Base de conocimientos → Script para crear un archivo de mapa del sitio sitemap.xml

[Guiones]

Fecha de publicación: 21.10.2023

Para informar al motor de búsqueda sobre la presencia de nuevas páginas y transmitir la estructura actual del sitio, debe crear un mapa del sitio, un archivo sitemap.xml que contendrá todos los enlaces internos. Hay varias formas de crearlo; puedes utilizar servicios externos o complementos adicionales para tu CMS. Cada método tiene sus pros y sus contras.

En este ejemplo, veremos la creación de un archivo de mapa del sitio utilizando un script PHP independiente. Encontramos este script en Internet y dejamos enlaces a su autor en los encabezados de los archivos. Puedes visitar su página y descargarlo desde allí. Aquí lo presentamos en forma de archivos porque lo sometimos a pequeñas ediciones para que el resultado cumpla con nuestras expectativas.

■ **DATOS EXTRAÍDOS**:

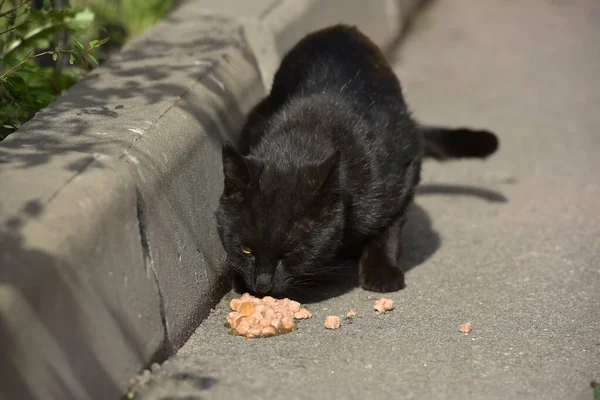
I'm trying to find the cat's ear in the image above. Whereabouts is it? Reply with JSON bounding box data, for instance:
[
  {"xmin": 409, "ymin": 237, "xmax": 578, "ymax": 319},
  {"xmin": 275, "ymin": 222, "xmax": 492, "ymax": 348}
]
[
  {"xmin": 319, "ymin": 150, "xmax": 342, "ymax": 201},
  {"xmin": 222, "ymin": 142, "xmax": 250, "ymax": 196}
]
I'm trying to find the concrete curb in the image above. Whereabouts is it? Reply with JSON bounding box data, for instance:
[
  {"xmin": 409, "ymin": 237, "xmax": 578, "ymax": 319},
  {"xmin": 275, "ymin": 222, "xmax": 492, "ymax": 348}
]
[{"xmin": 0, "ymin": 0, "xmax": 418, "ymax": 400}]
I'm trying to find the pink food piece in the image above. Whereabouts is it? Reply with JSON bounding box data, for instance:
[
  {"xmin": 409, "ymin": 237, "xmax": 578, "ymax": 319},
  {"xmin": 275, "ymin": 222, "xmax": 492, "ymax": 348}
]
[
  {"xmin": 373, "ymin": 297, "xmax": 394, "ymax": 314},
  {"xmin": 227, "ymin": 311, "xmax": 241, "ymax": 329},
  {"xmin": 325, "ymin": 315, "xmax": 342, "ymax": 329},
  {"xmin": 229, "ymin": 299, "xmax": 242, "ymax": 311},
  {"xmin": 246, "ymin": 326, "xmax": 263, "ymax": 337}
]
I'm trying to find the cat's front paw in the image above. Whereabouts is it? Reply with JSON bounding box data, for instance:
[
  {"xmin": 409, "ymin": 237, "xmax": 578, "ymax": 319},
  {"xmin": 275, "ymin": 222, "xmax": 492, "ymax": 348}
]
[{"xmin": 359, "ymin": 264, "xmax": 405, "ymax": 293}]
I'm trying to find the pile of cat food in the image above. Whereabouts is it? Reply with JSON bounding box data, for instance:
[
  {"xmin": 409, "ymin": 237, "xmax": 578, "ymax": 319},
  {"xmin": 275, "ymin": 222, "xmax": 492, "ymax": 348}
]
[
  {"xmin": 227, "ymin": 293, "xmax": 394, "ymax": 338},
  {"xmin": 227, "ymin": 293, "xmax": 312, "ymax": 338}
]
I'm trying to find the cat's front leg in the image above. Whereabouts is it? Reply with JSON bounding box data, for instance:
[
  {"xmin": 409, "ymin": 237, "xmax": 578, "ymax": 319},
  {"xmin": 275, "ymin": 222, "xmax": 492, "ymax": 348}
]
[{"xmin": 359, "ymin": 215, "xmax": 405, "ymax": 293}]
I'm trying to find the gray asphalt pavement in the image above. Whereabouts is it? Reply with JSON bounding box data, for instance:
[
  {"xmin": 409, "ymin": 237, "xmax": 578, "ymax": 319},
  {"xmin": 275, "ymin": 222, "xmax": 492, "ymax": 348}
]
[{"xmin": 135, "ymin": 0, "xmax": 600, "ymax": 400}]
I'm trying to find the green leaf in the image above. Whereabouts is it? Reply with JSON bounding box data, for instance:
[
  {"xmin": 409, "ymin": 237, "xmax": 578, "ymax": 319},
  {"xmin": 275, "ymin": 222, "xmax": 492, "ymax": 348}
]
[
  {"xmin": 7, "ymin": 75, "xmax": 25, "ymax": 85},
  {"xmin": 65, "ymin": 8, "xmax": 96, "ymax": 31},
  {"xmin": 87, "ymin": 54, "xmax": 100, "ymax": 65},
  {"xmin": 94, "ymin": 38, "xmax": 110, "ymax": 47}
]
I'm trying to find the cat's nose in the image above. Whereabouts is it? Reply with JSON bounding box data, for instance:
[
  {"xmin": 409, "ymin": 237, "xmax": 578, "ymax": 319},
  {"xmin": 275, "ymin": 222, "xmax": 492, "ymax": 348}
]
[{"xmin": 254, "ymin": 274, "xmax": 273, "ymax": 294}]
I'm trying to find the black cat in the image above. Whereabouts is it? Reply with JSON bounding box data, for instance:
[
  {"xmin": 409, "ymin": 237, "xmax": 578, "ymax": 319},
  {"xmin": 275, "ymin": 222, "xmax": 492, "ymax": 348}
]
[{"xmin": 216, "ymin": 25, "xmax": 498, "ymax": 296}]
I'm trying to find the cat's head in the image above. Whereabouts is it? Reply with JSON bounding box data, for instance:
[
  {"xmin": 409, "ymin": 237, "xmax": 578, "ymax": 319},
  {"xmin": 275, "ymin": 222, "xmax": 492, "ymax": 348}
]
[{"xmin": 216, "ymin": 144, "xmax": 344, "ymax": 296}]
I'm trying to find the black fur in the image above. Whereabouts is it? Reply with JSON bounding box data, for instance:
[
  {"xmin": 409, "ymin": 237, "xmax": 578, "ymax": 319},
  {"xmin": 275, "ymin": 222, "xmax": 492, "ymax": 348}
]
[{"xmin": 216, "ymin": 25, "xmax": 498, "ymax": 296}]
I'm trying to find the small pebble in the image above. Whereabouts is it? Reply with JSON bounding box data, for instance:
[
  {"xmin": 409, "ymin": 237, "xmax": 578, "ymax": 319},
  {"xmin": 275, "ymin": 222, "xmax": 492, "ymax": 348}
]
[{"xmin": 325, "ymin": 315, "xmax": 341, "ymax": 329}]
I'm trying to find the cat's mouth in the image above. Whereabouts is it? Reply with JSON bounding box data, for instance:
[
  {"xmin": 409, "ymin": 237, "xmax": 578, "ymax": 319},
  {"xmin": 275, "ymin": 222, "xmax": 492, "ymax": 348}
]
[{"xmin": 233, "ymin": 273, "xmax": 291, "ymax": 298}]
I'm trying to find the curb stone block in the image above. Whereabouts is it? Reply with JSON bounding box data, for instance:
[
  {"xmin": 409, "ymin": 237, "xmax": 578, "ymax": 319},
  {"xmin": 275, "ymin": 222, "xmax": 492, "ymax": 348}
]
[{"xmin": 0, "ymin": 0, "xmax": 418, "ymax": 400}]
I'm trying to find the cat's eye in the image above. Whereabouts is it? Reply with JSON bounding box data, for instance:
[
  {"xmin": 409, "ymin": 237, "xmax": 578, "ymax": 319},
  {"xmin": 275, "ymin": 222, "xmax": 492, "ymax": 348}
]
[{"xmin": 240, "ymin": 246, "xmax": 252, "ymax": 256}]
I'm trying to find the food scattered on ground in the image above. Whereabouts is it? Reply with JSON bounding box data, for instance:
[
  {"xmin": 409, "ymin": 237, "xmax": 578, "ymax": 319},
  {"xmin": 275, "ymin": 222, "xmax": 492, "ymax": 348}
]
[
  {"xmin": 325, "ymin": 315, "xmax": 341, "ymax": 329},
  {"xmin": 373, "ymin": 297, "xmax": 394, "ymax": 314},
  {"xmin": 460, "ymin": 322, "xmax": 473, "ymax": 336},
  {"xmin": 227, "ymin": 293, "xmax": 312, "ymax": 338}
]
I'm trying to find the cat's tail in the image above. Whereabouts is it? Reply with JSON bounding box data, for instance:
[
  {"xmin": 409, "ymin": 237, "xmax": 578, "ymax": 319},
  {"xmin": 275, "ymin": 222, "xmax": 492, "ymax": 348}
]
[{"xmin": 419, "ymin": 125, "xmax": 499, "ymax": 161}]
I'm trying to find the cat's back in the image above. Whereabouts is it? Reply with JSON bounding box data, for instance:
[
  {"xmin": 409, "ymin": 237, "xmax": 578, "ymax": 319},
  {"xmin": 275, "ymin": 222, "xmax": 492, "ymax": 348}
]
[{"xmin": 270, "ymin": 24, "xmax": 403, "ymax": 105}]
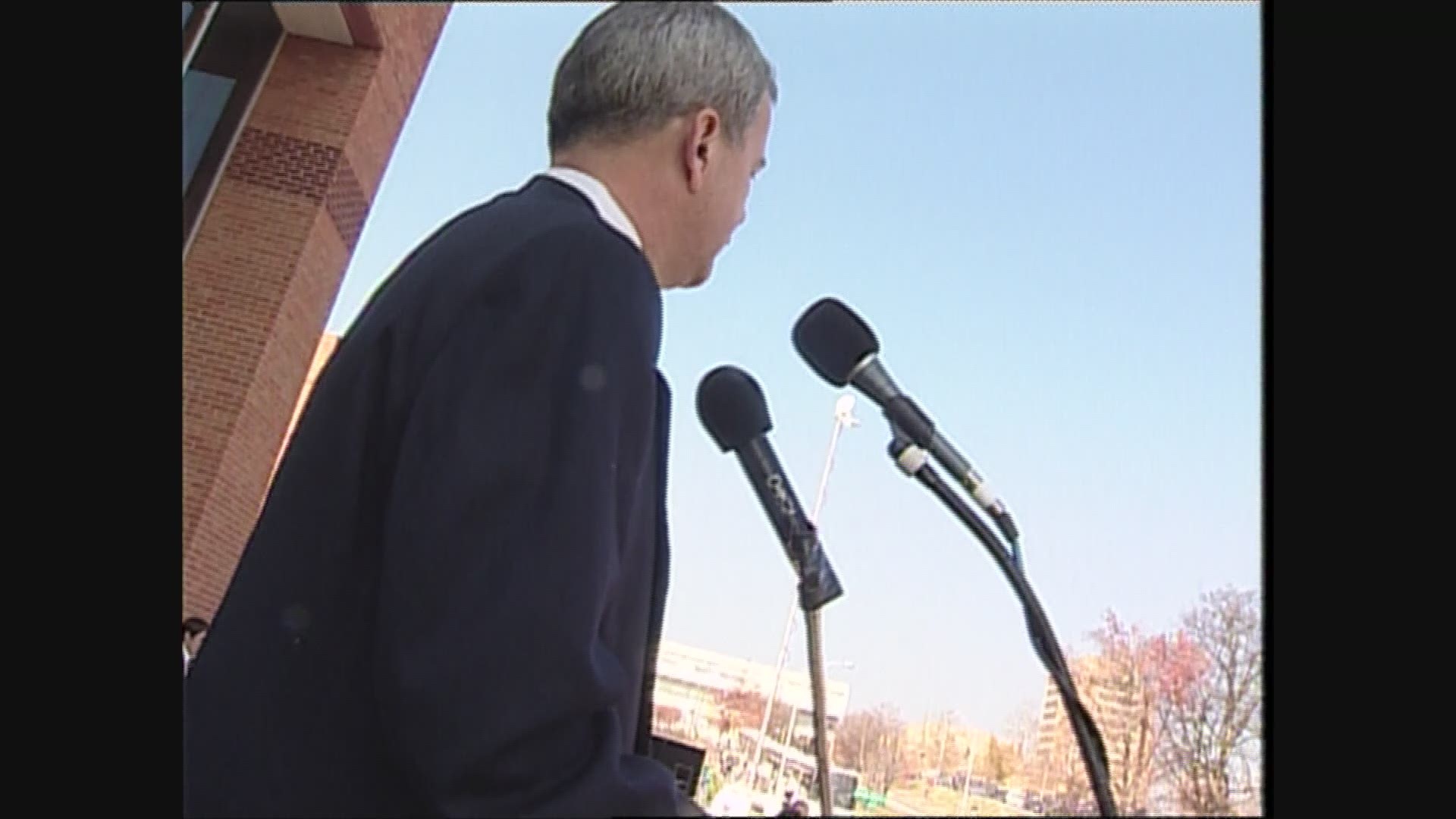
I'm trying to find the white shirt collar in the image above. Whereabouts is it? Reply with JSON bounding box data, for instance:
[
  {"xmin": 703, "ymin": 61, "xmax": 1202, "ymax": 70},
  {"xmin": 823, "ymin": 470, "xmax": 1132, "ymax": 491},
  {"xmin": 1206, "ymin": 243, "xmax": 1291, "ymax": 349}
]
[{"xmin": 546, "ymin": 166, "xmax": 642, "ymax": 251}]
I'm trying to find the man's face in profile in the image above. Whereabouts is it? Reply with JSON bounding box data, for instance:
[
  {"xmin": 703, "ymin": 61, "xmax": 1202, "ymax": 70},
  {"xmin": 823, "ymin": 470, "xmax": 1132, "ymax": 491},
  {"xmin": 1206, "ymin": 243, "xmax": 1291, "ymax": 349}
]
[{"xmin": 682, "ymin": 95, "xmax": 774, "ymax": 287}]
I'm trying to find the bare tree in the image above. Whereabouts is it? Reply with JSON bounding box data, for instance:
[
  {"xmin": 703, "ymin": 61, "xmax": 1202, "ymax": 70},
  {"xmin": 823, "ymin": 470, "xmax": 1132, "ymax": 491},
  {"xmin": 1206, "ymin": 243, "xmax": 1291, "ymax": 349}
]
[
  {"xmin": 834, "ymin": 704, "xmax": 904, "ymax": 791},
  {"xmin": 1156, "ymin": 587, "xmax": 1264, "ymax": 816},
  {"xmin": 1006, "ymin": 699, "xmax": 1041, "ymax": 761}
]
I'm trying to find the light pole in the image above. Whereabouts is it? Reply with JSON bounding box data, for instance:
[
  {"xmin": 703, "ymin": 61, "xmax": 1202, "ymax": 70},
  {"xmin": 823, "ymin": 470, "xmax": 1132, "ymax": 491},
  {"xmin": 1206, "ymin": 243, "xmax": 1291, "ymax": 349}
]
[{"xmin": 748, "ymin": 394, "xmax": 859, "ymax": 792}]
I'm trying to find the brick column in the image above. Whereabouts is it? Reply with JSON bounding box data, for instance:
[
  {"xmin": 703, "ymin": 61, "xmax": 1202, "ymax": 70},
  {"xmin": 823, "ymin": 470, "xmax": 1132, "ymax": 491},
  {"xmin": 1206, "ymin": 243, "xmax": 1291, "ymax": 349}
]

■ **LO QUE SE PIDE**: Devuelve, sin alterar nada, todo lo que va desde "Base de conocimientos" hasta "y sus contras.", ambos incluidos, en el fragmento sobre el mapa del sitio.

■ **SOLUCIÓN DE LA TAREA**:
Base de conocimientos → Script para crear un archivo de mapa del sitio sitemap.xml

[Guiones]

Fecha de publicación: 21.10.2023

Para informar al motor de búsqueda sobre la presencia de nuevas páginas y transmitir la estructura actual del sitio, debe crear un mapa del sitio, un archivo sitemap.xml que contendrá todos los enlaces internos. Hay varias formas de crearlo; puedes utilizar servicios externos o complementos adicionales para tu CMS. Cada método tiene sus pros y sus contras.